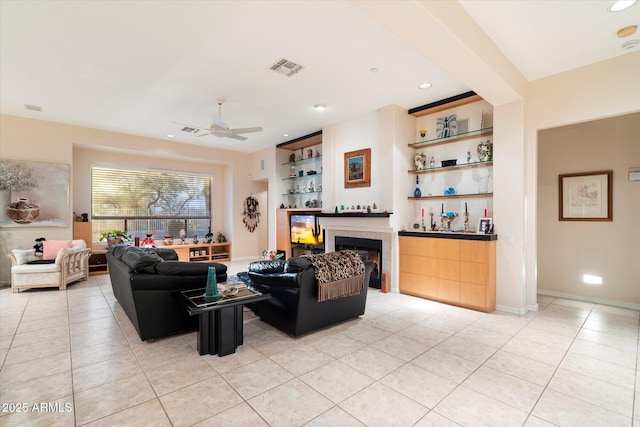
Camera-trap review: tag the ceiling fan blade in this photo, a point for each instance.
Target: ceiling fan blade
(247, 130)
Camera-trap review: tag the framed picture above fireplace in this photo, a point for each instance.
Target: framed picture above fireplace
(357, 168)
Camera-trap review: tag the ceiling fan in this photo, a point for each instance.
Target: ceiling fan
(222, 130)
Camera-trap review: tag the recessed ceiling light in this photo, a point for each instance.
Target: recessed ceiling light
(621, 5)
(627, 31)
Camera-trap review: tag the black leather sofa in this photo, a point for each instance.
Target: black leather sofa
(144, 281)
(294, 307)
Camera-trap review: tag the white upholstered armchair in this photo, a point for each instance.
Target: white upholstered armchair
(70, 264)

◆ Work item:
Return the lines above that include the string "this".

◆ Task answer:
Camera-trap review: tag the ceiling fan blade in this photo, a point for each instance.
Camera-trap review: tag the framed picture above fireplace in this photo, a point for each instance.
Camera-trap review: tag the ceiling fan in this photo, a point for each instance.
Camera-trap review: tag the recessed ceiling light in this photo, a point for each instance.
Camera-trap review: tag the black leather sofa in this photo, a point for each instance.
Camera-trap review: tag the white upholstered armchair in this photo, a point for each instance.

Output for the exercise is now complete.